### Prompt
Work out how many lines of the listing hold the string "below", then answer with that number and nothing else.

—————

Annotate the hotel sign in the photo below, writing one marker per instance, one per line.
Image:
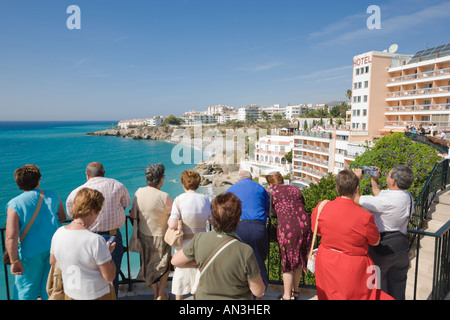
(362, 61)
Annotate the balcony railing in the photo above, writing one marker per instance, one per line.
(441, 125)
(312, 159)
(324, 135)
(421, 107)
(421, 91)
(421, 75)
(311, 147)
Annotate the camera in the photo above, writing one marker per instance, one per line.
(371, 171)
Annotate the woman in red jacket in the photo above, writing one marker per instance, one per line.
(344, 269)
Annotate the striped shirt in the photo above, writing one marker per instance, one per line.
(117, 199)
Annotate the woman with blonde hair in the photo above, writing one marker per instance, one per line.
(29, 257)
(84, 257)
(294, 231)
(194, 210)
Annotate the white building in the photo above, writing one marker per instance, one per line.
(272, 110)
(154, 121)
(228, 116)
(194, 117)
(219, 110)
(249, 112)
(269, 155)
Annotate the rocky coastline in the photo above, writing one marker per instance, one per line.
(215, 170)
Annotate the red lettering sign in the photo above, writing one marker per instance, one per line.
(362, 61)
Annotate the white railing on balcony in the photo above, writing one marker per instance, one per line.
(312, 159)
(441, 125)
(324, 135)
(415, 92)
(422, 107)
(310, 147)
(421, 75)
(310, 170)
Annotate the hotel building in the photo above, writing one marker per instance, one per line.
(393, 90)
(269, 155)
(390, 91)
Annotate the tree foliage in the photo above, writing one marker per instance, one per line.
(396, 149)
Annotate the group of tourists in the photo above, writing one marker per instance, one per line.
(225, 243)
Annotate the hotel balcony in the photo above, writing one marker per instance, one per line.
(416, 93)
(309, 148)
(313, 161)
(312, 134)
(419, 77)
(441, 125)
(310, 171)
(397, 110)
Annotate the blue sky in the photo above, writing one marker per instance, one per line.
(135, 59)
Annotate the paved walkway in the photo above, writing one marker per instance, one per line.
(438, 215)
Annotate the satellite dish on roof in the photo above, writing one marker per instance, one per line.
(393, 48)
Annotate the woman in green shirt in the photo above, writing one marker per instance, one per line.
(234, 273)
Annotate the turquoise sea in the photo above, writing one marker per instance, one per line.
(62, 150)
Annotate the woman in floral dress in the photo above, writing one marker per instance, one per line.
(294, 231)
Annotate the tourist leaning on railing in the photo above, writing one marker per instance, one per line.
(446, 155)
(83, 256)
(344, 269)
(193, 209)
(294, 231)
(112, 217)
(30, 258)
(392, 210)
(234, 273)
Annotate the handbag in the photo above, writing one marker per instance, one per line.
(208, 262)
(174, 237)
(135, 244)
(272, 226)
(313, 252)
(55, 288)
(6, 259)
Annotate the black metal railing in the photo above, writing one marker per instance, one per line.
(438, 180)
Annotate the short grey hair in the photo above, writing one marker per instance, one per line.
(154, 173)
(95, 169)
(403, 176)
(245, 174)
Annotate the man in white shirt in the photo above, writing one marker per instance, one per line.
(446, 155)
(112, 217)
(392, 210)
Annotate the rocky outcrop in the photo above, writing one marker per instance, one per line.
(216, 170)
(138, 133)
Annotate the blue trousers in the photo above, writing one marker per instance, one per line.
(33, 283)
(117, 255)
(254, 233)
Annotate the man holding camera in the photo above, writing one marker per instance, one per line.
(392, 210)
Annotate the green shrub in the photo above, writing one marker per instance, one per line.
(396, 149)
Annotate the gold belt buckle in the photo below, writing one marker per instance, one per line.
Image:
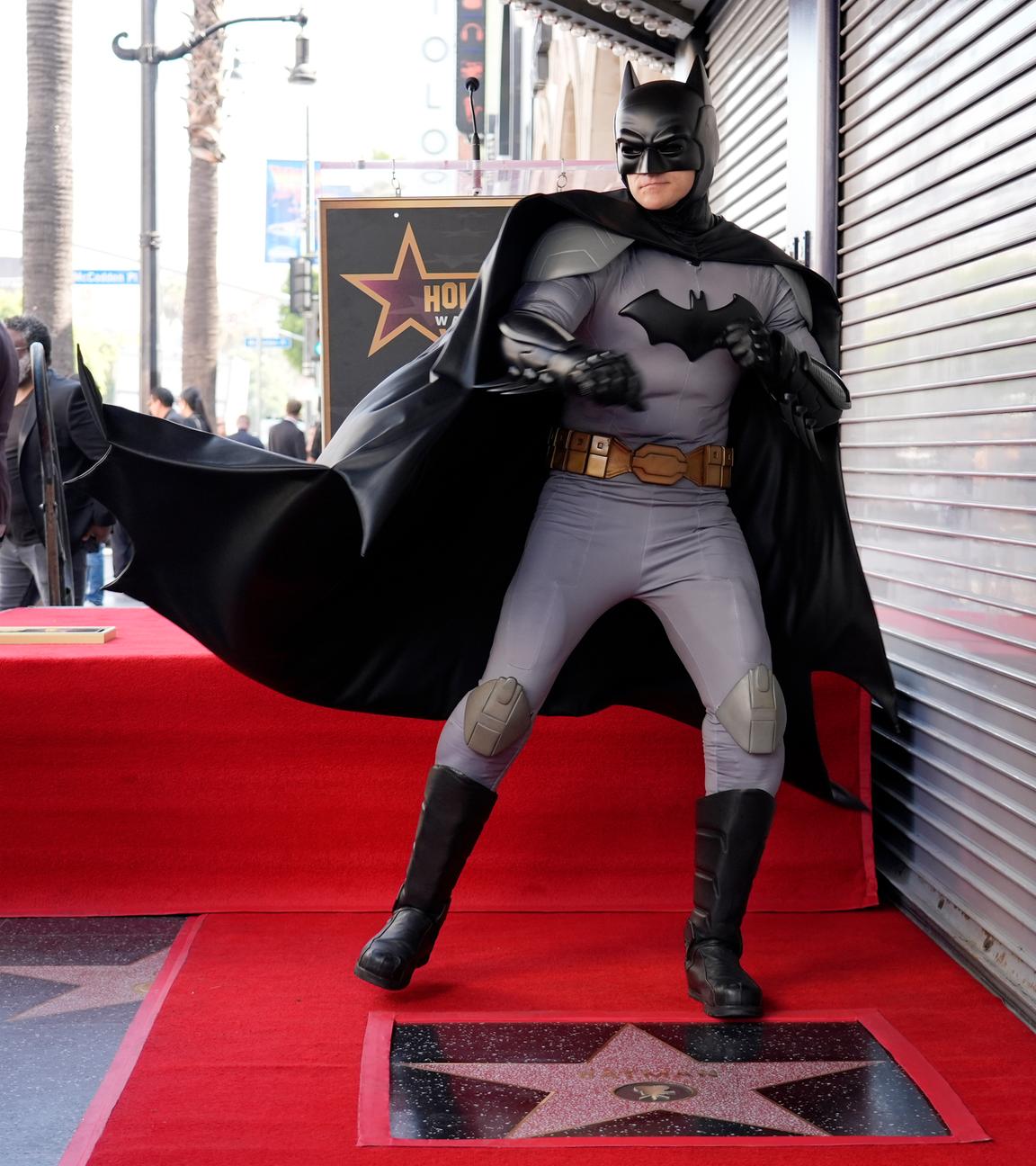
(661, 465)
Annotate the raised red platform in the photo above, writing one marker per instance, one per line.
(144, 776)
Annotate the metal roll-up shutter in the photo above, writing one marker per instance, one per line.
(746, 55)
(937, 220)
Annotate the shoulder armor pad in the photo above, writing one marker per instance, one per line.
(572, 247)
(800, 292)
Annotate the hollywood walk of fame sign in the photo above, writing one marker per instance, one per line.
(508, 1081)
(82, 987)
(395, 273)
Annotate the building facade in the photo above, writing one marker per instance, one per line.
(889, 144)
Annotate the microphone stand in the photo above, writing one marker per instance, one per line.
(471, 85)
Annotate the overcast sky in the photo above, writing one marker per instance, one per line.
(372, 77)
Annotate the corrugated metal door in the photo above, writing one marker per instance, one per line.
(746, 55)
(937, 265)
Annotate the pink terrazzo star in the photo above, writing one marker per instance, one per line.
(94, 985)
(653, 1076)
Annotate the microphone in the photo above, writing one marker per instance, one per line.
(472, 84)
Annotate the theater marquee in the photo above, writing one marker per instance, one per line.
(395, 274)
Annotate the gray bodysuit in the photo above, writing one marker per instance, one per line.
(595, 543)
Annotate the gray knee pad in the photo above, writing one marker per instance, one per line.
(496, 715)
(753, 712)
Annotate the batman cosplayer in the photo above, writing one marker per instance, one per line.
(686, 550)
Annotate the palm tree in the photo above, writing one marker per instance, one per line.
(201, 301)
(47, 219)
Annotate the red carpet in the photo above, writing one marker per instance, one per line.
(255, 1058)
(146, 776)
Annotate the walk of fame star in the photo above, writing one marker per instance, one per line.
(90, 985)
(401, 294)
(634, 1072)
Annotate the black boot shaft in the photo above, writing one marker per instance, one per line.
(452, 815)
(732, 830)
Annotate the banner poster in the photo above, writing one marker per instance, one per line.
(394, 275)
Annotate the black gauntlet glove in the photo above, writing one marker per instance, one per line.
(808, 394)
(542, 354)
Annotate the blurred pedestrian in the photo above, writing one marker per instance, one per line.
(192, 408)
(316, 442)
(244, 434)
(8, 387)
(94, 593)
(79, 444)
(287, 436)
(160, 405)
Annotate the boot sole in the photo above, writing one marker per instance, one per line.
(726, 1011)
(389, 985)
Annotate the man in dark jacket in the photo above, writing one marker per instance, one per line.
(8, 387)
(23, 552)
(244, 435)
(287, 436)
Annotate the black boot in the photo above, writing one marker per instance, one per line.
(731, 836)
(452, 816)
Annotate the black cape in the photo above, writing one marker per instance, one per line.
(373, 581)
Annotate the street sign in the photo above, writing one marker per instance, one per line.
(103, 275)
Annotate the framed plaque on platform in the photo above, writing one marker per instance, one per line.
(394, 275)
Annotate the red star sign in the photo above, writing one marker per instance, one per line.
(412, 296)
(634, 1072)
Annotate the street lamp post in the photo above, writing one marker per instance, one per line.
(150, 56)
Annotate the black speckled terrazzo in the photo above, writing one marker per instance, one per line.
(799, 1080)
(69, 989)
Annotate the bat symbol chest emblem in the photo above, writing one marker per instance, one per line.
(696, 329)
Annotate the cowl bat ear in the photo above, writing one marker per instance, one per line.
(698, 82)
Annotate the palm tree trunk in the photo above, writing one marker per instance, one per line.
(47, 219)
(201, 303)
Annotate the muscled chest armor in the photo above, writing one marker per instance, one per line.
(686, 402)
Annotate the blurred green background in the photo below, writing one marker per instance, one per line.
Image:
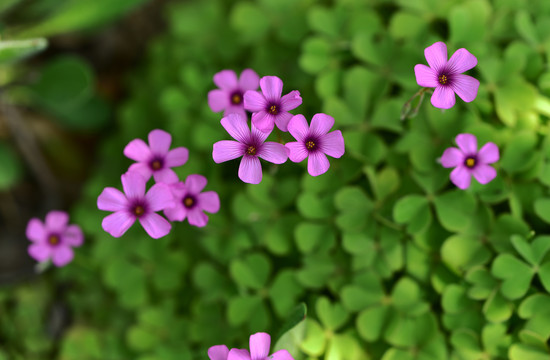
(392, 261)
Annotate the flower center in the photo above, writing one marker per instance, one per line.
(54, 240)
(273, 110)
(188, 202)
(138, 210)
(236, 98)
(251, 150)
(156, 164)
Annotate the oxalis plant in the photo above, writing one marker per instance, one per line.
(399, 229)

—————

### Solution
3